Source document —

========================================

It might get worse before it gets better, for most of us, it does temporarily, but honestly? It's easier to climb back up after that temporary slide.

One thing I found that REALLY helped me a LOT when I was so angry at stbxh is instead of texting as I used to do? I found a friend willing to be the sounding board for me. I sent them the messages I wanted to send dimwit. This friend took that info, with the whole box of salt at some points, and replied back with the most common sense I've heard in my entire life!

I don't have any close female friends, and haven't since the night I came to from a drunk passed out state to find my first XH screwing my best friend on the floor not five feet away from me. Just don't trust females after that, especially since the only one after I tried to trust ended up being the last known OW in that marriage, call me gun shy. So yes, this friend is a male, and a strong one to take some of the crap I've sent in heated emails while angry at this dimwit I'm divorcing now.

I look back over those emails and wow am I glad I did not send those to dimwit. See if you can find someone willing to do that for you!

I'm going to ask you some very hard questions now. Think about it. Answer honestly. You don't have to answer here, but at least answer honestly to yourself.

Are you 100% honest with your therapists? Do you tell him/her EVERYTHING? Even without being prompted? Are you holding ANYTHING back from them that is bothering you? No matter how small? Do they hold you accountable for what you say you are doing to help yourself?

If ANY of those answers not where they should be, then look for a new therapist you can be 100% honest and upfront with. I did that the hard way, not being fully honest with my first one. Found one I could be and wow was it a life changing thing.

I've given you a lot to think about in a short time, going to go post an update and give you time to think.

hug

I'm on your side here.

========================================

Entries shown —
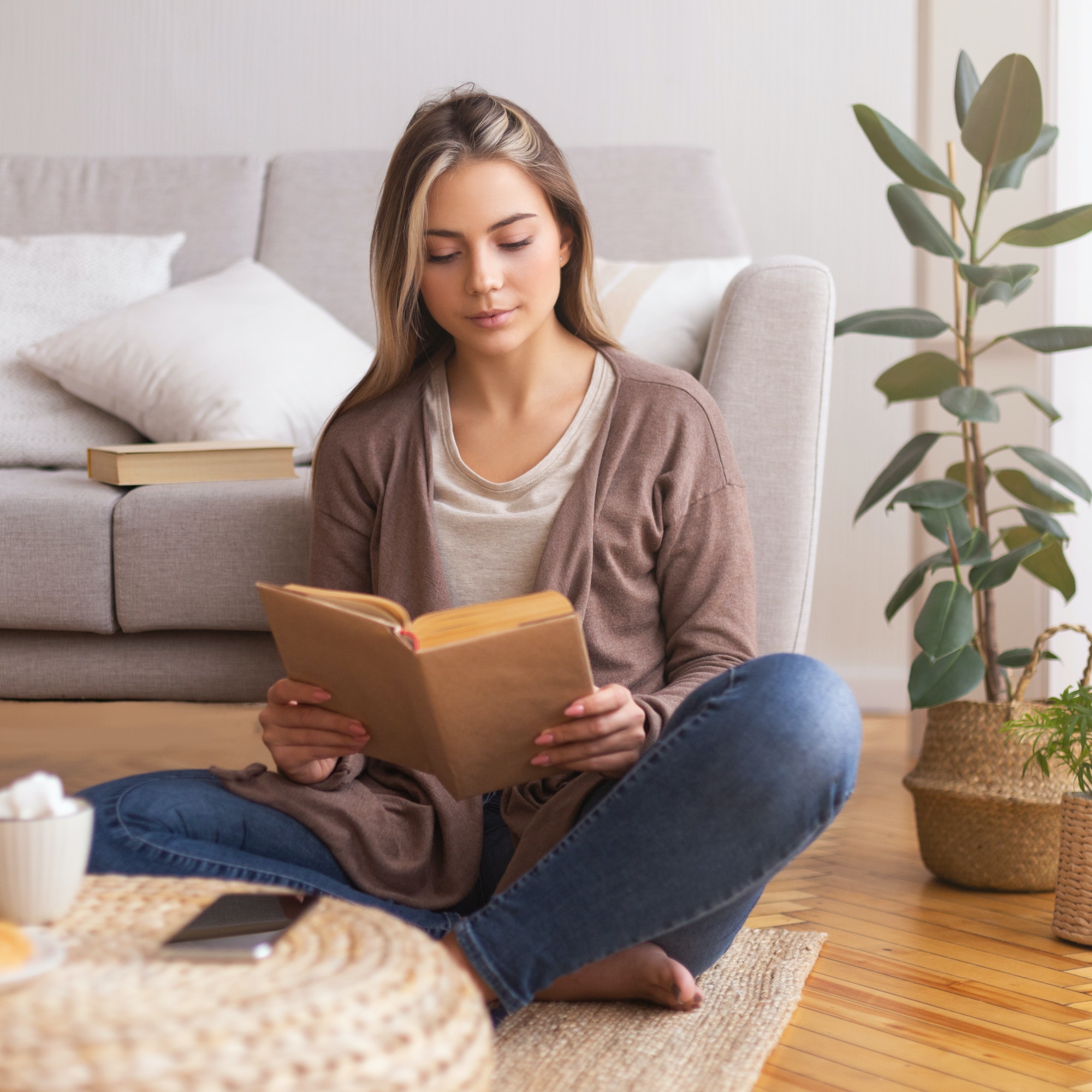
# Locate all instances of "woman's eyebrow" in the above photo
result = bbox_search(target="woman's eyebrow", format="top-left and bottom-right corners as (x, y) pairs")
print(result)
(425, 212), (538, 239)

========================================

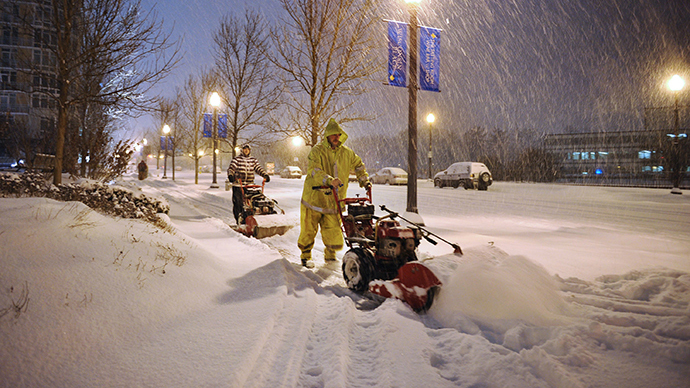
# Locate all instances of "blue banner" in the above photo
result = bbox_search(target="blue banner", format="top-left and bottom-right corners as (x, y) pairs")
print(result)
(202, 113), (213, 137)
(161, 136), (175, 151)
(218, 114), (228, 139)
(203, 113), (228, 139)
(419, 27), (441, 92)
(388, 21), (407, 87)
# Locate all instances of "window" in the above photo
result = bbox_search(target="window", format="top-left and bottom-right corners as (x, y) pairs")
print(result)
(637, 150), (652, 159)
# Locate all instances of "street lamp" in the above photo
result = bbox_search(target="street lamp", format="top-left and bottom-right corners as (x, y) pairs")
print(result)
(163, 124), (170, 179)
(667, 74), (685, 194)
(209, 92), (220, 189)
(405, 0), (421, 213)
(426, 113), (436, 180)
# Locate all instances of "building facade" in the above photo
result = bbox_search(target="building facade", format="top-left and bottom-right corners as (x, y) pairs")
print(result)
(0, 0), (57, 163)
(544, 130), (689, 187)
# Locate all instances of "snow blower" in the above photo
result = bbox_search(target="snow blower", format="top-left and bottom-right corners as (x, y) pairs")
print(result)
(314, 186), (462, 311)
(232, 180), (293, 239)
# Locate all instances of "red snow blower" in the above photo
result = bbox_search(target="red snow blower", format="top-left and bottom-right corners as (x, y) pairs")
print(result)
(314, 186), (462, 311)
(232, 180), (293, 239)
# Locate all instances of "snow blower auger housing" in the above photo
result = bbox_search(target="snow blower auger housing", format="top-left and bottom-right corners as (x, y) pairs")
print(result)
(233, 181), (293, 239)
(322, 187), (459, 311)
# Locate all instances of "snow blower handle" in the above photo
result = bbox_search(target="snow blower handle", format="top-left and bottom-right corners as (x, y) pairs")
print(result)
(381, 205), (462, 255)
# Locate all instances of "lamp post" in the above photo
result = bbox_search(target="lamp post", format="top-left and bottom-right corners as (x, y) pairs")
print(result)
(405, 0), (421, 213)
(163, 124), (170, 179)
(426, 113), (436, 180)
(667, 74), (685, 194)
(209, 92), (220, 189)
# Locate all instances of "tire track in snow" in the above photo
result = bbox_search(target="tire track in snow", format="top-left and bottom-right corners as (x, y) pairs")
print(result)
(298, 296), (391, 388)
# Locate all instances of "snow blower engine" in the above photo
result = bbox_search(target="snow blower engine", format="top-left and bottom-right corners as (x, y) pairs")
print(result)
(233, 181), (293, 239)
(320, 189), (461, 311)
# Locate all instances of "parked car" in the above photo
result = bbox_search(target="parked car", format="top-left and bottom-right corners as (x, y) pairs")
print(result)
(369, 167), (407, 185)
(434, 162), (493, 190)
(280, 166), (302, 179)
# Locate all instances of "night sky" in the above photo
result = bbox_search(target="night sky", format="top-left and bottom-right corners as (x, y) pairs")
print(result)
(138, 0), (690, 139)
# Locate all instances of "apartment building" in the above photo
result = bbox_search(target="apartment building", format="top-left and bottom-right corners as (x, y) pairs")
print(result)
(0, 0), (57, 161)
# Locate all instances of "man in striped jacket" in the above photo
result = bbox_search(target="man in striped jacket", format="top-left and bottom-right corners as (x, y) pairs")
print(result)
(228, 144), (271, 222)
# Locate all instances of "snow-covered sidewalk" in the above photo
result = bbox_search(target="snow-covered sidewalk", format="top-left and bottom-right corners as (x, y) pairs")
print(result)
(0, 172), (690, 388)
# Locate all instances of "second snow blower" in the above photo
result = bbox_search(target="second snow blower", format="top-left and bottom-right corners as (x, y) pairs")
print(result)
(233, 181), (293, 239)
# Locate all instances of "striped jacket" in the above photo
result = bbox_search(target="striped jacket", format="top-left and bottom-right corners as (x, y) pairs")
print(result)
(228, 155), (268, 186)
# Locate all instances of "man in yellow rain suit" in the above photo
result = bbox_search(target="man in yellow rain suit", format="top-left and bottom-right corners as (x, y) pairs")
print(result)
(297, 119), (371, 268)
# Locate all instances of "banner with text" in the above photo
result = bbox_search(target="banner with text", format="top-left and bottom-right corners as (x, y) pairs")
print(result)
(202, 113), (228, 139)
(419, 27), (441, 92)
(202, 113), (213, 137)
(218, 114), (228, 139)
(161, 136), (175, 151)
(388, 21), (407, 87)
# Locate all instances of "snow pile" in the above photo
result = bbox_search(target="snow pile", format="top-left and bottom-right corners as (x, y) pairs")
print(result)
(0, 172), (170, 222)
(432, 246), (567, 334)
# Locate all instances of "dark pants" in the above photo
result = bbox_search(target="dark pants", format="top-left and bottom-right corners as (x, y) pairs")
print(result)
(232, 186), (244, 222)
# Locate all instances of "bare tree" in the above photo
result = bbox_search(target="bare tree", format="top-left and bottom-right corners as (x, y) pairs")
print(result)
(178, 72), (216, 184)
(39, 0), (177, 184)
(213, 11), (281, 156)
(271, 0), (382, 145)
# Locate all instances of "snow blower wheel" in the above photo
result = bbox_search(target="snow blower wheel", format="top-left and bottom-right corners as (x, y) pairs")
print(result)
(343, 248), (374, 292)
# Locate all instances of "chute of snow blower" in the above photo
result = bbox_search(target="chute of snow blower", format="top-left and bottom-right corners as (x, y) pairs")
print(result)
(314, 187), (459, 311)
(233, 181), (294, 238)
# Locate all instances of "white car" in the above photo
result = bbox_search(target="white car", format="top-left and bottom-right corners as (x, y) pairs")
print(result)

========================================

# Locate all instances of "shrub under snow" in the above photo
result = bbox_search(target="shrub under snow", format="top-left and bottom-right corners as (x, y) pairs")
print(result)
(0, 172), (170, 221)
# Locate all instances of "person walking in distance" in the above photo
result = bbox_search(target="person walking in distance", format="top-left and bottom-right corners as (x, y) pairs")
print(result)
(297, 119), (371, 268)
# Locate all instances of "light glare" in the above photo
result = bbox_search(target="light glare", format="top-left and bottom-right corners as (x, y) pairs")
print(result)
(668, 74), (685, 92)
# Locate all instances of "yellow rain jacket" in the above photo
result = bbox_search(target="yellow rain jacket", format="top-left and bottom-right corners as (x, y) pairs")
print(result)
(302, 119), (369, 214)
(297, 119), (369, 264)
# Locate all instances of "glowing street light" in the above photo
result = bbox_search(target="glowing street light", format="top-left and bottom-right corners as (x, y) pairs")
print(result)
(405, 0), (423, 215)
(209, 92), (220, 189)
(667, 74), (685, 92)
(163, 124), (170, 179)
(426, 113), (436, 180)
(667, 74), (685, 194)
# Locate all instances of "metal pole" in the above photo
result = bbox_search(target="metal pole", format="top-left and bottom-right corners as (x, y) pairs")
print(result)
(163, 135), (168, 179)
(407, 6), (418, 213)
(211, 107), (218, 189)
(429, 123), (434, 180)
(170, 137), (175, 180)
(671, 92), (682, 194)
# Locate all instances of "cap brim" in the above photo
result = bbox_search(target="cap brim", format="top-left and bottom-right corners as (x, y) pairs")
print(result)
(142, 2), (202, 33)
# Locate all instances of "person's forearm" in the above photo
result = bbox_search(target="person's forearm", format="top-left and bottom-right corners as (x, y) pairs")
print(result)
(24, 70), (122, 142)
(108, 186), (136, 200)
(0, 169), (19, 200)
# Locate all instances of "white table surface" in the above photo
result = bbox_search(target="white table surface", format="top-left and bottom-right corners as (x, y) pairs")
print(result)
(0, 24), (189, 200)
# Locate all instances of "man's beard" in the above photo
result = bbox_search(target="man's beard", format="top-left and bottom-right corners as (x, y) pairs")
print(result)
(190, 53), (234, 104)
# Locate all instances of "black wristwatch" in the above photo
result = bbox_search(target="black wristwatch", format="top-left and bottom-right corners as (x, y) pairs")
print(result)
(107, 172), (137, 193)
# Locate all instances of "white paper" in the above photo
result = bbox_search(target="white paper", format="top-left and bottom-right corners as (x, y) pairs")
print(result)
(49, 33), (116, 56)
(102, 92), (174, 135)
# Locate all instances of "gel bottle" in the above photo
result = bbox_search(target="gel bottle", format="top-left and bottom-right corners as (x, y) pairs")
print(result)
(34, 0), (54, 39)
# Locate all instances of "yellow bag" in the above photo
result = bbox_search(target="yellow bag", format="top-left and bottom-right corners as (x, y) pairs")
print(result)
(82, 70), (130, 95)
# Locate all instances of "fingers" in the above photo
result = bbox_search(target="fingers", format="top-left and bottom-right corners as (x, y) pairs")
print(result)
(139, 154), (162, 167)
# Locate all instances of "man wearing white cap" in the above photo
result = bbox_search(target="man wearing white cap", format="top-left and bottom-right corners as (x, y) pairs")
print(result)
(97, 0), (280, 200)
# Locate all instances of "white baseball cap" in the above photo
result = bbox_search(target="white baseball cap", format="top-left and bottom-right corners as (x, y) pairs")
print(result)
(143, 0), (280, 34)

========================================

Copy the forum post on handling anger during a divorce word for word, from beginning to end. The records aren't needed for this.

It might get worse before it gets better, for most of us, it does temporarily, but honestly? It's easier to climb back up after that temporary slide.

One thing I found that REALLY helped me a LOT when I was so angry at stbxh is instead of texting as I used to do? I found a friend willing to be the sounding board for me. I sent them the messages I wanted to send dimwit. This friend took that info, with the whole box of salt at some points, and replied back with the most common sense I've heard in my entire life!

I don't have any close female friends, and haven't since the night I came to from a drunk passed out state to find my first XH screwing my best friend on the floor not five feet away from me. Just don't trust females after that, especially since the only one after I tried to trust ended up being the last known OW in that marriage, call me gun shy. So yes, this friend is a male, and a strong one to take some of the crap I've sent in heated emails while angry at this dimwit I'm divorcing now.

I look back over those emails and wow am I glad I did not send those to dimwit. See if you can find someone willing to do that for you!

I'm going to ask you some very hard questions now. Think about it. Answer honestly. You don't have to answer here, but at least answer honestly to yourself.

Are you 100% honest with your therapists? Do you tell him/her EVERYTHING? Even without being prompted? Are you holding ANYTHING back from them that is bothering you? No matter how small? Do they hold you accountable for what you say you are doing to help yourself?

If ANY of those answers not where they should be, then look for a new therapist you can be 100% honest and upfront with. I did that the hard way, not being fully honest with my first one. Found one I could be and wow was it a life changing thing.

I've given you a lot to think about in a short time, going to go post an update and give you time to think.

hug

I'm on your side here.